J'ai eu le privilège d'assister à de multiples événements de la ZLECAf, notamment l'événement de lancement à Dar Es Salam en 2022, et le forum d'affaires au Cap en mai 2023. Deux choses sont restées gravées dans ma mémoire.
Hamza Cherif D'Ouezzan Tout d'abord, sur le plan personnel : Jusqu'à présent, dans ma carrière, j'ai surtout assisté à des conférences d'affaires en Occident. Le fait de me retrouver dans des salles remplies de frères et soeurs africains venus de tout le continent m'a semblé nécessaire depuis longtemps, très rafraîchissant et une victoire en soi.
Le fait d'être en contact avec des entrepreneurs africains, des jeunes et des anciens, de découvrir les communautés, les défis et les solutions locales des uns et des autres m'a rempli d'une véritable fierté et d'un espoir bien réel pour mon continent. Une mention spéciale pour les vêtements traditionnels africains en tant que vêtements d'affaires : comme ils sont colorés, comme ils sont beaux !
La deuxième chose qui m'a frappée est la clarté de notre voix collective, en tant qu'Africains, aujourd'hui. Dans les discours d'ouverture et les panels, ainsi que dans les discussions individuelles, il y a eu un consensus sur notre principal défi commun à travers le continent : Depuis des siècles, l'Afrique génère une importante valeur ajoutée qui alimente les économies du monde entier. Cependant, le commerce africain ne représente encore qu'environ 3 % du commerce mondial, selon la Banque mondiale.
Cela montre que les économies africaines n'en ont pas profité et que les communautés africaines n'ont pas récolté les fruits de cette valeur ajoutée. Par conséquent, ces communautés luttent pour construire des économies plus justes et plus efficaces. Nos économies sont freinées par des défis systémiques (tels que le chômage persistant, la corruption, la fuite des cerveaux et la crise climatique) et par des ressources limitées - l'Afrique reçoit moins de 1 % du capital-risque total, contre environ 30 % pour l'Asie (AVCA, 2021) et environ 5 % du total des flux d'investissements directs étrangers, contre environ 42 % pour le continent asiatique (CNUCED).
Il est clair qu'un changement s'impose d'urgence. Les communautés africaines doivent moderniser leur infrastructure commerciale et faire les choses différemment : nous devons nous désengager progressivement des systèmes qui extraient de la valeur de l'Afrique et investir dans des systèmes qui cultivent l'Afrique et la propulsent vers un avenir où elle sera véritablement souveraine.
Les tentatives précédentes de mise en oeuvre de solutions dans les communautés africaines ont souvent échoué parce qu'elles résultaient d'une intervention occidentale et non d'initiatives locales menées par des Africains. Ces approches importées perpétuaient des dynamiques de pouvoir extractives et étaient mal adaptées aux besoins de l'Afrique. Il est temps de mettre en place des solutions de base dirigées par les Africains eux-mêmes.

**Données de l'exercice**
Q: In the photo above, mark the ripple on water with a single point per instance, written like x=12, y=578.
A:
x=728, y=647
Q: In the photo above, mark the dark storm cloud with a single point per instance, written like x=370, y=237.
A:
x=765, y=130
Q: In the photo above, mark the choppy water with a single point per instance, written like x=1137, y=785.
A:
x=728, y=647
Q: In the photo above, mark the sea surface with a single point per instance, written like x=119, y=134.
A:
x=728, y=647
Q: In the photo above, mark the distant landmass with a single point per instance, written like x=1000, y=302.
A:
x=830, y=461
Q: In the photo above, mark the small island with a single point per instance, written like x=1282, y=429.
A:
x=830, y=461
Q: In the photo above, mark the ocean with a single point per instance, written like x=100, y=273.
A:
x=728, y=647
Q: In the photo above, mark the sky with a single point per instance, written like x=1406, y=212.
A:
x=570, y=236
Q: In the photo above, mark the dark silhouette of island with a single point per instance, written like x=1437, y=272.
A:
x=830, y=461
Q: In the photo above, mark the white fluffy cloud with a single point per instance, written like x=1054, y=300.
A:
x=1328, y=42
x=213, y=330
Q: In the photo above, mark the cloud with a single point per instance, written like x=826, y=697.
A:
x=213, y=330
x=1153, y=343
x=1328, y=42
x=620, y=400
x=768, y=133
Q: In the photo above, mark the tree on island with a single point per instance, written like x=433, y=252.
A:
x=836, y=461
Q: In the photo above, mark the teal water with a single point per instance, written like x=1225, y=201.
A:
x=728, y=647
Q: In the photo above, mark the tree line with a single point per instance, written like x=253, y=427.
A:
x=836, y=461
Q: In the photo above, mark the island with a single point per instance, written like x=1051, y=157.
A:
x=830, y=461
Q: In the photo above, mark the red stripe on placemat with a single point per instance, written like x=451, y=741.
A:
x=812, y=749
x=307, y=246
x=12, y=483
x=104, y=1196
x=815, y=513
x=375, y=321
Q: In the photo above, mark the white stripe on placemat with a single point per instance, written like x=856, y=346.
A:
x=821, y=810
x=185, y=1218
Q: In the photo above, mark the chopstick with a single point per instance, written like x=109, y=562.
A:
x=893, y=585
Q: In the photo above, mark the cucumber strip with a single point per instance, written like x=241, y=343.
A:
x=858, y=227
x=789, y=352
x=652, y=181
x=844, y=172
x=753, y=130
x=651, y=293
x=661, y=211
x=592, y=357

**Tâches à réaliser**
1. Reproduisez le passage du texte sur la ZLECAf allant de « Les tentatives précédentes » à « les Africains eux-mêmes. », en substituant « étrangère » à « occidentale ».
2. Reproduisez telles quelles les lignes des données, de celle qui contient « Q: In the photo above, mark the tree on » à celle qui contient « x=375, y=321 », ces deux lignes comprises.

**Réponses par tâche**
1.
Les tentatives précédentes de mise en oeuvre de solutions dans les communautés africaines ont souvent échoué parce qu'elles résultaient d'une intervention étrangère et non d'initiatives locales menées par des Africains. Ces approches importées perpétuaient des dynamiques de pouvoir extractives et étaient mal adaptées aux besoins de l'Afrique. Il est temps de mettre en place des solutions de base dirigées par les Africains eux-mêmes.

2.
Q: In the photo above, mark the tree on island with a single point per instance, written like x=433, y=252.
A:
x=836, y=461
Q: In the photo above, mark the teal water with a single point per instance, written like x=1225, y=201.
A:
x=728, y=647
Q: In the photo above, mark the tree line with a single point per instance, written like x=253, y=427.
A:
x=836, y=461
Q: In the photo above, mark the island with a single point per instance, written like x=1051, y=157.
A:
x=830, y=461
Q: In the photo above, mark the red stripe on placemat with a single point per instance, written like x=451, y=741.
A:
x=812, y=749
x=307, y=246
x=12, y=483
x=104, y=1196
x=815, y=513
x=375, y=321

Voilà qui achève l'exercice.